* Problem description
How many lines of the entries contain the word "below"? Give only the number.

(Entries for bounding box labeling)
......

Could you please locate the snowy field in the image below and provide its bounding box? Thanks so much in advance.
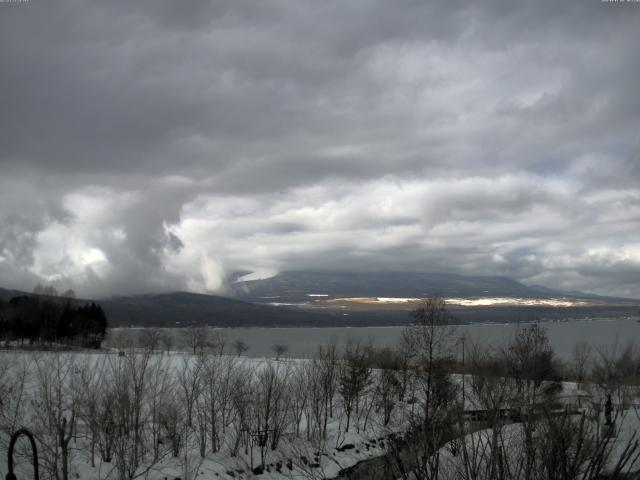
[0,351,640,480]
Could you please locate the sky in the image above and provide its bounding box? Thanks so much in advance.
[0,0,640,298]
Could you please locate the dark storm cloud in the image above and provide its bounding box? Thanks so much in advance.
[0,0,640,296]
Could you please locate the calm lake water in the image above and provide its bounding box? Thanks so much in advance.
[107,319,640,359]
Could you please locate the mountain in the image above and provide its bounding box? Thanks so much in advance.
[0,271,640,327]
[0,288,396,327]
[100,292,344,327]
[235,271,593,301]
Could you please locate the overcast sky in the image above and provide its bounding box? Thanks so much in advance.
[0,0,640,298]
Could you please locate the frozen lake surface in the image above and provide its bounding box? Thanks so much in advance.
[107,319,640,359]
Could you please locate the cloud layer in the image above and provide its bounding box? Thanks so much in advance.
[0,0,640,298]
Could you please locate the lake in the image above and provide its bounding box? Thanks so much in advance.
[106,319,640,359]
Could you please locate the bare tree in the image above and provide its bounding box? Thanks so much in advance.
[34,354,80,480]
[338,341,371,432]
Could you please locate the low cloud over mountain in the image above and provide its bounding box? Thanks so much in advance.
[0,0,640,298]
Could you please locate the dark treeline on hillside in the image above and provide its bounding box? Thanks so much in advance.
[0,295,107,348]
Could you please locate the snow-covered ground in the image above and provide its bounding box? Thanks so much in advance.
[0,351,640,480]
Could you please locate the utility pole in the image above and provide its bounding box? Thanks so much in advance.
[5,428,40,480]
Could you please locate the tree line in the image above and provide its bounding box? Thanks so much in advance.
[0,299,640,480]
[0,295,108,348]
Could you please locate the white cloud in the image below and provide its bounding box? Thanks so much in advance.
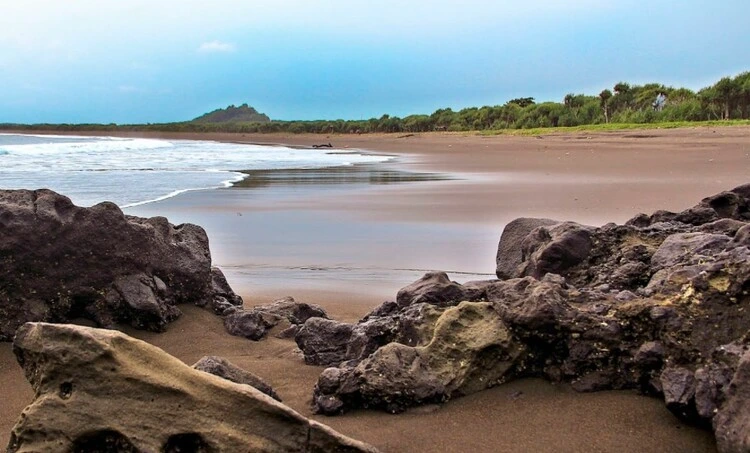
[117,85,145,93]
[198,40,237,53]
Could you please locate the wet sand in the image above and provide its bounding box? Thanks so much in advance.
[0,127,750,452]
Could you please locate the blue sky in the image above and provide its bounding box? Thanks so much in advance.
[0,0,750,123]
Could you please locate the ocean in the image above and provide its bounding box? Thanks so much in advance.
[0,134,389,208]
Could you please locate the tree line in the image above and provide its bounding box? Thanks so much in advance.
[0,72,750,133]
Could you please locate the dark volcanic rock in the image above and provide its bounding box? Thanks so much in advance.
[714,351,750,453]
[7,323,375,453]
[253,297,328,324]
[495,217,560,279]
[521,222,592,278]
[294,317,395,366]
[224,297,328,341]
[301,185,750,451]
[193,355,281,401]
[224,310,279,341]
[396,272,481,307]
[0,189,241,341]
[313,302,525,415]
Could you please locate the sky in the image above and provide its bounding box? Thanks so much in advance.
[0,0,750,124]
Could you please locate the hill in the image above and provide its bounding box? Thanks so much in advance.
[191,104,271,123]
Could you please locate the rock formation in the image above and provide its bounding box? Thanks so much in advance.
[8,323,382,453]
[223,297,328,341]
[193,355,281,401]
[296,184,750,452]
[0,189,242,341]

......

* Task solution
2